(Beginning of Source document)

Dickens's portrayal of the blind girl Bertha is significant. Victorians believed disabilities were inherited, and thus it was not socially acceptable for the blind to marry (although they often did in reality). In fictional courtship plots, the blind were often used to build tension since it was assumed they must be kept from marrying. The fictional portrayal of Bertha is similar to Dickens's description in American Notes (1842) of the deaf and blind girl Laura Bridgman, whom he saw on a visit to the Perkins Institution for the Blind in Boston, Massachusetts.

Modern scholars have given the story little attention, but Andrew Sangers has argued it contains similarities to Shakespeare's comedies and should be seen "both as a significant indication of the tastes of the 1840s and of Dickens himself."

Vladimir Lenin left during a performance of the Cricket play in Russia, as he found it dull and the saccharine sentimentality got on his nerves. This incident might be little remembered if George Orwell had not mentioned it in his essay on Dickens.

(End of Source document)

** What you will do **
Return, verbatim, the stretch of the Dickens passage above that begins with the words "Vladimir Lenin left" and ends after the words "essay on Dickens.".

(Beginning of Data extracts)

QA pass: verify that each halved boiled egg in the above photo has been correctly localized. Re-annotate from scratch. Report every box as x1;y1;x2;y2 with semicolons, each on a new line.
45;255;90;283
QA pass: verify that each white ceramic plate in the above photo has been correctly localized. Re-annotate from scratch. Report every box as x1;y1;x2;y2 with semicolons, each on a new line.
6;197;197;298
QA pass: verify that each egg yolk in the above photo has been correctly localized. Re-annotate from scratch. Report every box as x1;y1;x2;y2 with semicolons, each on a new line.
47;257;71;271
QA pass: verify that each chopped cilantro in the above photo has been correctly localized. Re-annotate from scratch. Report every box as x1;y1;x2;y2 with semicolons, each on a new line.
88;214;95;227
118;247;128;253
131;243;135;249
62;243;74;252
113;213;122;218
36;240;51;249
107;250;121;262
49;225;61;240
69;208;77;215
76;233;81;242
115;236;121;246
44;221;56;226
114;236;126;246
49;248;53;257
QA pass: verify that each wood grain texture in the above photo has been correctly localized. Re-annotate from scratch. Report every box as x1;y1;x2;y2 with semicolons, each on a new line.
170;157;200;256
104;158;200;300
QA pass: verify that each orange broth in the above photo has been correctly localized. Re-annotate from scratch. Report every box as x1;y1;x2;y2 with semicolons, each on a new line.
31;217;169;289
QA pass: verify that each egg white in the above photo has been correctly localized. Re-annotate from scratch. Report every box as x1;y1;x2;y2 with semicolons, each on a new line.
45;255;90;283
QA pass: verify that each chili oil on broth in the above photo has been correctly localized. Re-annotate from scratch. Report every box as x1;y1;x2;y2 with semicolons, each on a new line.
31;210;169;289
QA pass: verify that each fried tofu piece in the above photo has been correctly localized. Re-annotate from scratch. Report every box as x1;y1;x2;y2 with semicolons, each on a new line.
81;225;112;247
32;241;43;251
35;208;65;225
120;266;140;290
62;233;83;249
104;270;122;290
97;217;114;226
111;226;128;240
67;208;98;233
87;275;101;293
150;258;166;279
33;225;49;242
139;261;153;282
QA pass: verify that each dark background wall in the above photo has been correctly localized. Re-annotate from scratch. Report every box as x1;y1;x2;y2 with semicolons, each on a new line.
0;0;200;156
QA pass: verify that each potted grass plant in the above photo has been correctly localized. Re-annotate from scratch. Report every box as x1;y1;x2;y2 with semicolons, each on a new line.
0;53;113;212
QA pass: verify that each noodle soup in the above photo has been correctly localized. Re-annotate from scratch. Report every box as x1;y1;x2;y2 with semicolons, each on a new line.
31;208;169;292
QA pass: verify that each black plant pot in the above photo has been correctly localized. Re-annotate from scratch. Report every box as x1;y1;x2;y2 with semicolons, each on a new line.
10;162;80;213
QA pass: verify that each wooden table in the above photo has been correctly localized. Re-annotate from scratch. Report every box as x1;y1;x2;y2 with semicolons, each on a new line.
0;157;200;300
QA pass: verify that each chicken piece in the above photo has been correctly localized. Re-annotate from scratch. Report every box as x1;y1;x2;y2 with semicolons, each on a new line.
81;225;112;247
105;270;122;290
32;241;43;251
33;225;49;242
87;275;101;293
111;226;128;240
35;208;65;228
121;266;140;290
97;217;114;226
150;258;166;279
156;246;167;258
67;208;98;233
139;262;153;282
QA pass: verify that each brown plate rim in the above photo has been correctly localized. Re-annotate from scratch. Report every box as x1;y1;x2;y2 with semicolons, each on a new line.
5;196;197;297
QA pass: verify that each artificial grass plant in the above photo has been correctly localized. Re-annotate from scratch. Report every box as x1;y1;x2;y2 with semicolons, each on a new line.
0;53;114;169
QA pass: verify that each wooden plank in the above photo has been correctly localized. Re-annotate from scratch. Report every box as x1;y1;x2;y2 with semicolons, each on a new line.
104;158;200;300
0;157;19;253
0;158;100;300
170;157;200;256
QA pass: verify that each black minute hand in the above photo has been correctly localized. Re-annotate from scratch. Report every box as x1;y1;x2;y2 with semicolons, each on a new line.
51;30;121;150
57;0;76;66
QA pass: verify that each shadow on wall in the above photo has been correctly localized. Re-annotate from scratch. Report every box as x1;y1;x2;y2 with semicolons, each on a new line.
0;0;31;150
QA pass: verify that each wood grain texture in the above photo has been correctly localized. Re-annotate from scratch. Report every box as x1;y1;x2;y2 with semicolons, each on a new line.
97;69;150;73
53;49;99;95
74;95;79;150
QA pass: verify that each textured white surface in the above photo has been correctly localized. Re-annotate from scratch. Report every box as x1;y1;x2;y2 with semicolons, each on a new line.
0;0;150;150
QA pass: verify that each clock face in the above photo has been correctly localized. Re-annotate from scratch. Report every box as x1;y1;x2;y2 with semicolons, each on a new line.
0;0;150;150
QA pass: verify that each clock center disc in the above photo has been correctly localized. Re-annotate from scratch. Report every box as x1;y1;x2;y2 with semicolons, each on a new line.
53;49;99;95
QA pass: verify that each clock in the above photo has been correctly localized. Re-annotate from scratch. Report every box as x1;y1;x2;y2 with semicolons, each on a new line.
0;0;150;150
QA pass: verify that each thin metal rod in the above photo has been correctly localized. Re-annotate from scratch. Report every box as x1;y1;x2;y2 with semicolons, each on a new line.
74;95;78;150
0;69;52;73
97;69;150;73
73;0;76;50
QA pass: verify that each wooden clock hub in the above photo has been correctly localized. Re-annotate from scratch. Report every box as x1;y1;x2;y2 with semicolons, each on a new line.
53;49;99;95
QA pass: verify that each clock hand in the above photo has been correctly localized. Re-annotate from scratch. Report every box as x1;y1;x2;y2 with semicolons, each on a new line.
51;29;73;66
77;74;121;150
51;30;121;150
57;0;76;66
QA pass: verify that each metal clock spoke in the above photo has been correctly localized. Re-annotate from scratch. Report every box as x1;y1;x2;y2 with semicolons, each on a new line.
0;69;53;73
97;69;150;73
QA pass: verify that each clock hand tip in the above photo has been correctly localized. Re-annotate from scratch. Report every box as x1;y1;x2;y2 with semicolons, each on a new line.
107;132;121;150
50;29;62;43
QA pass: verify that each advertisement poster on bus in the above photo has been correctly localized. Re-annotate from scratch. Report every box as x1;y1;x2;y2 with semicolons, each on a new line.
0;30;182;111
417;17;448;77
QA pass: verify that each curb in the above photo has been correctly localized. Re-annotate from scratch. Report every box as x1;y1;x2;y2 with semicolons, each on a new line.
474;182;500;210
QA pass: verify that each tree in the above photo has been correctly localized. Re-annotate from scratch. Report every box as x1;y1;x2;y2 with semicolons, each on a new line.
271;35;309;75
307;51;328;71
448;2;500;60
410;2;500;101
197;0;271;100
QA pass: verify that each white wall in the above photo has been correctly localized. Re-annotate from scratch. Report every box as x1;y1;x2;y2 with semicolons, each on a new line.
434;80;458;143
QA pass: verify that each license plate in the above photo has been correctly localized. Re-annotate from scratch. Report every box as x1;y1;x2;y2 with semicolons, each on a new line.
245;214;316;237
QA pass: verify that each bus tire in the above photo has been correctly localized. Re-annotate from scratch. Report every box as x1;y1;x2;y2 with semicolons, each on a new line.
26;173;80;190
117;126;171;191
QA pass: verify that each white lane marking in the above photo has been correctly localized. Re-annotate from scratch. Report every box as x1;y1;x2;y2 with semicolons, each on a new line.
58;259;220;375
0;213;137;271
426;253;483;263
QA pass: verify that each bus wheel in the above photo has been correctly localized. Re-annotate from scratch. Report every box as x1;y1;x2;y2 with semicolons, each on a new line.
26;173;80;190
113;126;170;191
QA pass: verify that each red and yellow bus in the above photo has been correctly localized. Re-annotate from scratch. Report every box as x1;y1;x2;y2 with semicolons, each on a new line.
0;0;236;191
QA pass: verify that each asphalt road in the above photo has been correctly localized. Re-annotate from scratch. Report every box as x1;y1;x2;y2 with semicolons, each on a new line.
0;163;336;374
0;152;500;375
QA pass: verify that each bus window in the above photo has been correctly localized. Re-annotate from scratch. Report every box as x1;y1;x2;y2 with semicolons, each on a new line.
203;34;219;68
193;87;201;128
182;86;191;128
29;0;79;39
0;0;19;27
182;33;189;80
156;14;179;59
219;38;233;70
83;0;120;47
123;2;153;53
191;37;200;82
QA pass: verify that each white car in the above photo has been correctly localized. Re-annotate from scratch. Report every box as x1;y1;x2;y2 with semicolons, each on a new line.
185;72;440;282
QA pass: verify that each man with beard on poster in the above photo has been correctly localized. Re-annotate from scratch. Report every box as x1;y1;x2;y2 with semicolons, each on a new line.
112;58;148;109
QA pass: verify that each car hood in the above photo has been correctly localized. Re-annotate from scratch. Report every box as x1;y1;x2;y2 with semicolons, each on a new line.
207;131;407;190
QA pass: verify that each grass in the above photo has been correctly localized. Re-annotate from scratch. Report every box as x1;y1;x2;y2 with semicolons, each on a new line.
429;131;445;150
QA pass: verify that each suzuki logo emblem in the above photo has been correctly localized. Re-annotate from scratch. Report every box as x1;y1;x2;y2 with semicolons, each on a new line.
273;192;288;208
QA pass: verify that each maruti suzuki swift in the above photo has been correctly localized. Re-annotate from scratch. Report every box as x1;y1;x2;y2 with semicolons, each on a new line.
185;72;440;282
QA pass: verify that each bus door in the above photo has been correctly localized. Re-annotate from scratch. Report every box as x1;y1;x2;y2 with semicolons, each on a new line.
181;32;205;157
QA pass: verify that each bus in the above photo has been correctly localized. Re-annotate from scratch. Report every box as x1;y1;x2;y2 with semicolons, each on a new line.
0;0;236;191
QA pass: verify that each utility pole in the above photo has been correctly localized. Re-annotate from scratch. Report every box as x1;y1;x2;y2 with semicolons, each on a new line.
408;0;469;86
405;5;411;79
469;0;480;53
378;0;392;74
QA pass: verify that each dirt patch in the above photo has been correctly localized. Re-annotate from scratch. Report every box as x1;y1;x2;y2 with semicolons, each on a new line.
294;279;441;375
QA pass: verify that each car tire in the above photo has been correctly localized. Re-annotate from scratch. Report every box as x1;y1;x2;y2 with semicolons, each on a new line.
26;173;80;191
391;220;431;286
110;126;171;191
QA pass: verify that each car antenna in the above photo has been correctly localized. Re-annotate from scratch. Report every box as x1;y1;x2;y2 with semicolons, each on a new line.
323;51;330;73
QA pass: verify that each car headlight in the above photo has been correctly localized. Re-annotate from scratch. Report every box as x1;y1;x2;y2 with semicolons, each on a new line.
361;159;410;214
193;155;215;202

(End of Data extracts)

** Solution to the exercise **
Vladimir Lenin left during a performance of the Cricket play in Russia, as he found it dull and the saccharine sentimentality got on his nerves. This incident might be little remembered if George Orwell had not mentioned it in his essay on Dickens.